╭─ Document segment

In an attack model, an attacker can form hypotheses about the secret key value and compute the corresponding output values by using the Hamming Distance model as an appropriate leakage model. An attacker who has knowledge of the implementation for open-source architecture has an advantage. The attacker can capture the power consumption traces to verify their hypotheses, by partitioning the acquisitions or using Pearson’s correlation coefficient.

To protect the HMAC algorithm from side-channel attacks, a masking countermeasure is applied. This means that random values are added to the intermediate variables during the algorithm’s execution, so that the side-channel signals do not reveal any information about them.

The embedded countermeasures are based on "Differential Power Analysis of HMAC Based on SHA-2, and Countermeasures" by McEvoy et. al. To provide the required random values for masking intermediate values, a lightweight 74-bit LFSR is implemented. Based on “Spin Me Right Round Rotational Symmetry for FPGA-specific AES” by Wegener et. al., LFSR is sufficient for masking statistical randomness.

Each round of SHA512 execution needs 6,432 random bits, while one HMAC operation needs at least 4 rounds of SHA512 operations. However, the proposed architecture requires only 384-bit LFSR seed and provides first-order DPA attack protection at the cost of 10% latency overhead with negligible hardware resource overhead.

Performance

The HMAC core performance is reported considering two different architectures: pure hardware architecture, and hardware/software architecture. These are described next.

Pure hardware architecture

In this architecture, the HMAC interface and controller are implemented in hardware. The performance specification of the HMAC architecture is reported as shown in the following table.

Hardware/software architecture

In this architecture, the HMAC interface and controller are implemented in RISC-V core. The performance specification of the HMAC architecture is reported as shown in the following table.

╰─

### [Written problem 1]
Transcribe the passage on HMAC side-channel protection, starting with "To protect the" and going on through "information about them.".

╭─ Records to use

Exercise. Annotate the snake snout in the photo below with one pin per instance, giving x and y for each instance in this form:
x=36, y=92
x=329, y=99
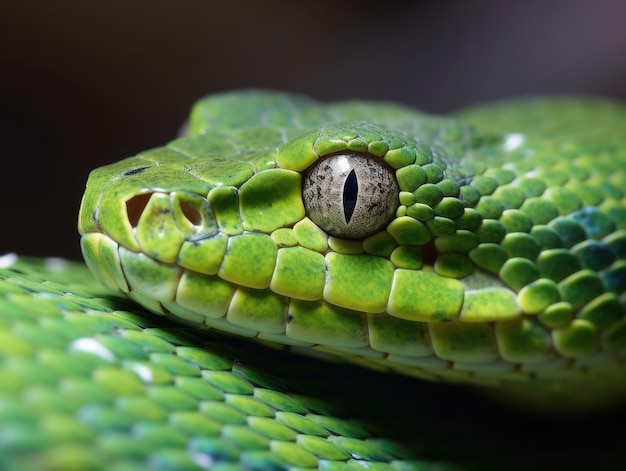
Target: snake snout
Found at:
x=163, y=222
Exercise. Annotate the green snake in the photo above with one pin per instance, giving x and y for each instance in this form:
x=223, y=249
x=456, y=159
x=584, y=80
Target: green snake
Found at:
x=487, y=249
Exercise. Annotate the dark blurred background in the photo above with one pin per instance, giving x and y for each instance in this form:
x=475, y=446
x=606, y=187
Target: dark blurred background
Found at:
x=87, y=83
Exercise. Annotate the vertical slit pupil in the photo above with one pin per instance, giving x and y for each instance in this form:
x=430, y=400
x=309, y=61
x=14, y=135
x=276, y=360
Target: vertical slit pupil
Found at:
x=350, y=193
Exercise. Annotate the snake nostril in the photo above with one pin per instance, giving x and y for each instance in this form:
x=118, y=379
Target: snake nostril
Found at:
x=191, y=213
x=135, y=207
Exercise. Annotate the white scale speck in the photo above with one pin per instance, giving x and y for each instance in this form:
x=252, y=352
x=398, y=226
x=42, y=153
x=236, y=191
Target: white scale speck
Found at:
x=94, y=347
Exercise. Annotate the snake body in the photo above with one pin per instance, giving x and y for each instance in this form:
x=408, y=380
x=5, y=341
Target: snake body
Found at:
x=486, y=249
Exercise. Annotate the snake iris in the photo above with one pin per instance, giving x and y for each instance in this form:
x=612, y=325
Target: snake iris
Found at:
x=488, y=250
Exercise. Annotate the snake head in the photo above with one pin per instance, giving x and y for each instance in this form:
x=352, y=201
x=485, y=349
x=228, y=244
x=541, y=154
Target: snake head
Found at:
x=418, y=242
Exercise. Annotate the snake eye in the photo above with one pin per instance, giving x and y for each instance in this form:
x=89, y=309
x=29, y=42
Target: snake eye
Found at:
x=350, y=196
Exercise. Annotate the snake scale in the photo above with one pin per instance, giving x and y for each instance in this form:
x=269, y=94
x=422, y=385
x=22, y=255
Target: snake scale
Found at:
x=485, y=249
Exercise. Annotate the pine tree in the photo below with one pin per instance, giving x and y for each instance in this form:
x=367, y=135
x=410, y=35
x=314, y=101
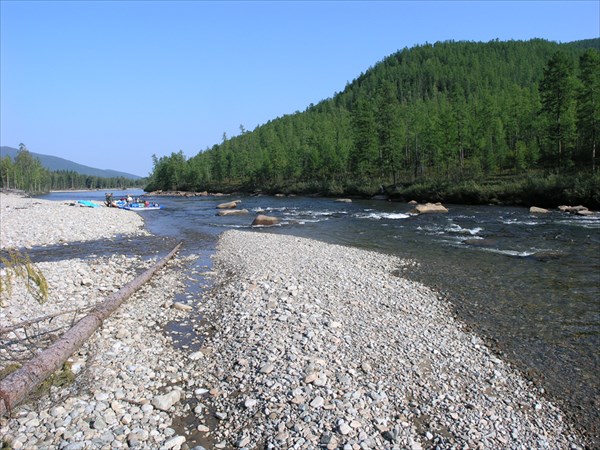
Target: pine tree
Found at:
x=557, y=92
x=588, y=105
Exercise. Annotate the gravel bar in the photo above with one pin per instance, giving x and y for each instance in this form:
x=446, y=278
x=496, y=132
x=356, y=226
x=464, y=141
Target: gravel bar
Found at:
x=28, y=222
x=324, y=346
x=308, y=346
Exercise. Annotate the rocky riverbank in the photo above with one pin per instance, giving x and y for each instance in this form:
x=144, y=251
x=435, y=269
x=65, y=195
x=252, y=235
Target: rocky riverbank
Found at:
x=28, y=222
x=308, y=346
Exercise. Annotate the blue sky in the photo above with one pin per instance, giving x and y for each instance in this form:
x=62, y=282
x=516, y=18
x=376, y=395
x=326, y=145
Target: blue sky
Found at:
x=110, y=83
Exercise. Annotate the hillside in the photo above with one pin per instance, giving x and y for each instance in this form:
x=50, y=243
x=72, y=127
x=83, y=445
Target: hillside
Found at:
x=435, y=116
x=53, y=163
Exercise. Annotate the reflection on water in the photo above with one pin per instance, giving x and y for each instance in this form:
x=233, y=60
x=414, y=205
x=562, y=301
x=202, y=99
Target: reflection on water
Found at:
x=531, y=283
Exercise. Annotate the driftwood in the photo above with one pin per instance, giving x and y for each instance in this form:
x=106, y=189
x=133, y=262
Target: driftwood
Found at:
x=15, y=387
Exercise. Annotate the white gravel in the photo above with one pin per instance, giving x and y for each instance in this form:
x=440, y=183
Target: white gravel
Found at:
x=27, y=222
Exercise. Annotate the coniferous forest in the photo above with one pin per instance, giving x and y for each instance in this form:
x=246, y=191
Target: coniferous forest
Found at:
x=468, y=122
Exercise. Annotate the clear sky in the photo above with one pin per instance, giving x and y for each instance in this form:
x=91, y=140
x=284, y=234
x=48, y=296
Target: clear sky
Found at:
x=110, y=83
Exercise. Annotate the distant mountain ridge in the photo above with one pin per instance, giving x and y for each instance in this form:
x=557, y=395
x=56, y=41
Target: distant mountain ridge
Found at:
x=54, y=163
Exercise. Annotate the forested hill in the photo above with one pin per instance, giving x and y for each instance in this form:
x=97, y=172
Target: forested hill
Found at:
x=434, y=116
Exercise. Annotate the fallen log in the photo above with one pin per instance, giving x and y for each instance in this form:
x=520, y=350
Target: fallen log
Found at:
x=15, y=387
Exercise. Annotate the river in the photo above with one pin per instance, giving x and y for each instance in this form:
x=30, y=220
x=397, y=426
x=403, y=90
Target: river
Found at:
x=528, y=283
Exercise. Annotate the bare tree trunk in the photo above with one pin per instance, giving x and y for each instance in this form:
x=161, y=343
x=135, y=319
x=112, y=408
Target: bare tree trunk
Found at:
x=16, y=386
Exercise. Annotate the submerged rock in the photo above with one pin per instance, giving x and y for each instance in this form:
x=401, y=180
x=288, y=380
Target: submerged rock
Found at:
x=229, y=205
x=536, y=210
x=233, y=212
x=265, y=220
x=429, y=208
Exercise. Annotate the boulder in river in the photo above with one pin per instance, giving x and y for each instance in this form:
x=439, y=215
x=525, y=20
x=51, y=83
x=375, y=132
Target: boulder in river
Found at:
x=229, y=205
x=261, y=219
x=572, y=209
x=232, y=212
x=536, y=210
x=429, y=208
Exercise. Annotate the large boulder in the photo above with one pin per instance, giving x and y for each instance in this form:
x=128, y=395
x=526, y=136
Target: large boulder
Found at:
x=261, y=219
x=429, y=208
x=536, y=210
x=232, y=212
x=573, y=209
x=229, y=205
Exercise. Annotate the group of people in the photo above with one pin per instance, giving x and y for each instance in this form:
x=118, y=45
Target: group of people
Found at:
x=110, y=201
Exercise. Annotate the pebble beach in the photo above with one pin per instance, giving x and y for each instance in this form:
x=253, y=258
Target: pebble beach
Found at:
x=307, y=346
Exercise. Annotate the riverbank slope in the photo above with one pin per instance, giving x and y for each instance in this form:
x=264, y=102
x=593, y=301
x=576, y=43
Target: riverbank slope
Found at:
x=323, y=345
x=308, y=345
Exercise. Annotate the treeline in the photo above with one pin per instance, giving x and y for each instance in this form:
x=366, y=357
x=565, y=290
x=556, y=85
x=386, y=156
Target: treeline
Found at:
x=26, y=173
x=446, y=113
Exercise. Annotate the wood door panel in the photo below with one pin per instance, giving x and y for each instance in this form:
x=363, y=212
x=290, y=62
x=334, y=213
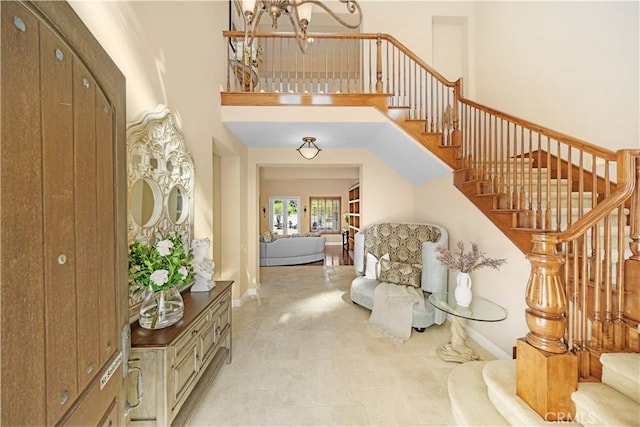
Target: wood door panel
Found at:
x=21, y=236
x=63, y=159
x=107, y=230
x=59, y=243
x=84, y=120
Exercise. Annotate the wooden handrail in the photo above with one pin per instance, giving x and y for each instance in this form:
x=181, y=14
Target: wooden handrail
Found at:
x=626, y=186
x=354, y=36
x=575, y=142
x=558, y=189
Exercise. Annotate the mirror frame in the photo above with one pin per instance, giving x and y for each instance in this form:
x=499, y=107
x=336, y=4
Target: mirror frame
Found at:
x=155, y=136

╰─

### [Written problem 2]
Please rewrite only the lines of the listing starting with the line with "Exercise. Annotate the snake nostril" and going on through the line with "x=588, y=105", keeping the request lines unchanged and leaving out the pictures. Multiply each answer coordinate by 0.55 and round to whole numbers, with halves going up.

### [Worked answer 1]
To protect the HMAC algorithm from side-channel attacks, a masking countermeasure is applied. This means that random values are added to the intermediate variables during the algorithm’s execution, so that the side-channel signals do not reveal any information about them.

### [Worked answer 2]
Exercise. Annotate the snake nostril in the photo above with one pin per instance, giving x and y for each instance in this form:
x=118, y=379
Target: snake nostril
Found at:
x=105, y=117
x=74, y=114
Exercise. Annotate the white scale speck in the photo above with one pin per instance, giving x and y for each instance in this form:
x=252, y=352
x=398, y=226
x=42, y=153
x=236, y=191
Target: white scale speck
Found at:
x=52, y=191
Exercise. Annotate the snake body in the photo above with one pin per instance, giving x and y for each instance in this form:
x=408, y=380
x=5, y=341
Target: snake body
Found at:
x=267, y=137
Exercise. Annotate the snake iris in the photo above with one pin per instance, giving x and y for each instance in this form:
x=612, y=325
Target: snake iris
Found at:
x=268, y=138
Exercise. Annotate the snake head in the photo above with one pin per instance, giving x and y for each instance in this form:
x=352, y=201
x=485, y=349
x=228, y=244
x=541, y=154
Target: snake head
Found at:
x=230, y=133
Exercise. Annotate the snake eye in the photo above with one pin per instance, giving x and y for each instance in this form:
x=89, y=309
x=29, y=42
Target: snake eye
Found at:
x=193, y=108
Exercise. Annotate the snake scale in the photo above with one pin per instance, giving x and y for each instance in this form:
x=269, y=94
x=422, y=385
x=22, y=255
Target: snake scale
Found at:
x=267, y=137
Exercise. Annotate the pine tree in the photo below with one pin per instance, giving x and y for each instance in this form:
x=367, y=135
x=410, y=35
x=314, y=101
Target: pine tree
Found at:
x=306, y=51
x=323, y=58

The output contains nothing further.